═══ Stored records

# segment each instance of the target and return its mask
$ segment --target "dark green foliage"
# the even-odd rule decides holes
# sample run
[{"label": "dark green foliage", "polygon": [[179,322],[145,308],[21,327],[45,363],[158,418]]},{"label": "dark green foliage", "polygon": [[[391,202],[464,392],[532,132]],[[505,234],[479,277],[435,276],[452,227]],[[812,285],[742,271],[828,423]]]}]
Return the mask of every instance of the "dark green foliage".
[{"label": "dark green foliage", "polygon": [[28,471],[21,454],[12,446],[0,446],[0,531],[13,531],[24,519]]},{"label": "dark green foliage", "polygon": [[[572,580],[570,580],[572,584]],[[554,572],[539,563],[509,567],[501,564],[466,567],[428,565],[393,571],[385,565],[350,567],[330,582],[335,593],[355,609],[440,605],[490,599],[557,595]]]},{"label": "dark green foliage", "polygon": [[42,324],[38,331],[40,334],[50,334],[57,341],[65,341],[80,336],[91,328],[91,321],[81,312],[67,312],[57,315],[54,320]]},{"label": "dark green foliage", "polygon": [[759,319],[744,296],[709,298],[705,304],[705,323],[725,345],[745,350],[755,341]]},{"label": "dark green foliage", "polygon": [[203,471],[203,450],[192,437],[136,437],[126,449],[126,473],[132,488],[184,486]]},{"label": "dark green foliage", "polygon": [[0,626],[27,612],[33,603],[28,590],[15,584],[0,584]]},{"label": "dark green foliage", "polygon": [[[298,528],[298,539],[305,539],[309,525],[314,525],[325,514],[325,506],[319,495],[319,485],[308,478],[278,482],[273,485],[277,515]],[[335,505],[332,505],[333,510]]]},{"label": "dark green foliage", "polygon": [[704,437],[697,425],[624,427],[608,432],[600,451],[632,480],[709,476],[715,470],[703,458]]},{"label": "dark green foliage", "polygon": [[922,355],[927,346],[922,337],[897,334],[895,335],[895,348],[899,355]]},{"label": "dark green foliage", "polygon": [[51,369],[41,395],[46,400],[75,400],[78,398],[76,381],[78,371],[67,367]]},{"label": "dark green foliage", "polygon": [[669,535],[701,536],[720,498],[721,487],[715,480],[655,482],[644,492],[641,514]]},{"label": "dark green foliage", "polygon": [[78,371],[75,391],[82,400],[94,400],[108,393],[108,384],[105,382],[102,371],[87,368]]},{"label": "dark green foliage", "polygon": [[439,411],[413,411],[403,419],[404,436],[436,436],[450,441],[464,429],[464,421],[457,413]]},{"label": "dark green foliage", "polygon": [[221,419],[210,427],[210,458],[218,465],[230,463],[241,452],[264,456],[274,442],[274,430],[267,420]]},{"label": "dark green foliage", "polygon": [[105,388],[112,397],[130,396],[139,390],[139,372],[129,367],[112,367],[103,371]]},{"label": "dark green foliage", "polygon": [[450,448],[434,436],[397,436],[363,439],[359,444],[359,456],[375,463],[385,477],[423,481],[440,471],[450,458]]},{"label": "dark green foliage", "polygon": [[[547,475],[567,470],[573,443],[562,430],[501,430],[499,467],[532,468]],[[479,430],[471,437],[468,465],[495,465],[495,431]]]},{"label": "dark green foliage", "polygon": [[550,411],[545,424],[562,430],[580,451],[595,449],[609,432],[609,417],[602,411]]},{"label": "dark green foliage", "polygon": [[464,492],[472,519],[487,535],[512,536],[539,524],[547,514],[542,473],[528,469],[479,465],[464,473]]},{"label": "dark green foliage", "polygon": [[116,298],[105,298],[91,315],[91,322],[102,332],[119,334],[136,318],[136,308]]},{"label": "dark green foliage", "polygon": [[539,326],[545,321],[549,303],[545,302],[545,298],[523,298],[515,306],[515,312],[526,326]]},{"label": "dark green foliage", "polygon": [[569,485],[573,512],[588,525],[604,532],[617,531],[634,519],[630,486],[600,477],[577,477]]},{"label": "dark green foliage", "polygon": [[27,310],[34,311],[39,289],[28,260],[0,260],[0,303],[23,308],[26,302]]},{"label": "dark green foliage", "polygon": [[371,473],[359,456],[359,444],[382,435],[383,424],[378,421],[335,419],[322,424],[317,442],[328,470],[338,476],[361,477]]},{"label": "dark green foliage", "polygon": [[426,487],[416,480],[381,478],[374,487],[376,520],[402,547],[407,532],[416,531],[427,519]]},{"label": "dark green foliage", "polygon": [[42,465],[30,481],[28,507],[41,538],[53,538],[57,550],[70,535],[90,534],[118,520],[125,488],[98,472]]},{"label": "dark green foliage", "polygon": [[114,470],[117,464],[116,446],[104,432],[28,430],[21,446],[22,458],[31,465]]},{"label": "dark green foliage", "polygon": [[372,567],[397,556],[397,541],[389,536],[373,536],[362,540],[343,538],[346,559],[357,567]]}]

══════
═══ Stored records

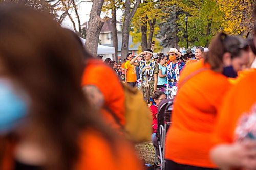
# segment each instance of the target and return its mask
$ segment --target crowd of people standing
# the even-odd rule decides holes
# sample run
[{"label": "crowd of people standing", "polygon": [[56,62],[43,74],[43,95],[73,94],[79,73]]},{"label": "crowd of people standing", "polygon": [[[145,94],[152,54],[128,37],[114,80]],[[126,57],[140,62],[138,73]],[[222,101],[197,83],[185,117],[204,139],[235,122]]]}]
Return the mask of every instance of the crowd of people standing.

══════
═══ Stored records

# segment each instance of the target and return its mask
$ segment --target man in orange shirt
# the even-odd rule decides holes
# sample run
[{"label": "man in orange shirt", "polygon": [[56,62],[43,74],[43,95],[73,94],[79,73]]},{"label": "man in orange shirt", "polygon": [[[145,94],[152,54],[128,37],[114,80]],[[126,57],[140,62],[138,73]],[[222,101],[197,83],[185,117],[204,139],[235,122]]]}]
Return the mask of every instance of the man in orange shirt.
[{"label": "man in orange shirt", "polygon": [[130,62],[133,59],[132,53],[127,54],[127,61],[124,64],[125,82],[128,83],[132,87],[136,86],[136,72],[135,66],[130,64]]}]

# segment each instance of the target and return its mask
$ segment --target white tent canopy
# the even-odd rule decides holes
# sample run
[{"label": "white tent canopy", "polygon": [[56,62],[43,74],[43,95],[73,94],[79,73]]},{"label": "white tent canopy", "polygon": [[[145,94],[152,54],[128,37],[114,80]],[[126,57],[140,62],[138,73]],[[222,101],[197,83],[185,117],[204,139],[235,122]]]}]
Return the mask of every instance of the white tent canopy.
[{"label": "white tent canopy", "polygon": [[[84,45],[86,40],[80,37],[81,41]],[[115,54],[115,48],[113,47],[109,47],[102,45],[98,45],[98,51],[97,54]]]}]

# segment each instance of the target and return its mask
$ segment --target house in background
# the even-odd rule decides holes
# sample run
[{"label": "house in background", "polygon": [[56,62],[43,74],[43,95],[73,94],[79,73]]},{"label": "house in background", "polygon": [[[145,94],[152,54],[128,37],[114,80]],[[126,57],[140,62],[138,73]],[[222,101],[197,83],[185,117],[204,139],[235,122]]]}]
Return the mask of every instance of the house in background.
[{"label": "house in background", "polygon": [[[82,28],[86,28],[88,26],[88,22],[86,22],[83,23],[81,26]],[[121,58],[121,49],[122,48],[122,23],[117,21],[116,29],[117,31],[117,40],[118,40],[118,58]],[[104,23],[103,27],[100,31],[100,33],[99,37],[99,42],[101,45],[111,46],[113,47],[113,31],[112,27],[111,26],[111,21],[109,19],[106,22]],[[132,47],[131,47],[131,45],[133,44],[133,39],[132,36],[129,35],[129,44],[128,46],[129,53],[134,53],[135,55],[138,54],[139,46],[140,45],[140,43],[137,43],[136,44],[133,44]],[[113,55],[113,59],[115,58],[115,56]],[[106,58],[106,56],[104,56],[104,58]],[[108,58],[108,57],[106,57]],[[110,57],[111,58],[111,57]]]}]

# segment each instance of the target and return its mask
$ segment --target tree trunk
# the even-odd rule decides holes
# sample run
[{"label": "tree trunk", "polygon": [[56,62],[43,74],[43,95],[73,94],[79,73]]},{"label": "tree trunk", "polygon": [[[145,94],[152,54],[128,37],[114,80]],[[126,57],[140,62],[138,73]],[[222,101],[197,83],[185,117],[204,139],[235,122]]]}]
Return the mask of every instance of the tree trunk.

══════

▶ _Exercise_
State how many rows above contain the string "people". Give the number only.

▶ _Right answer_
3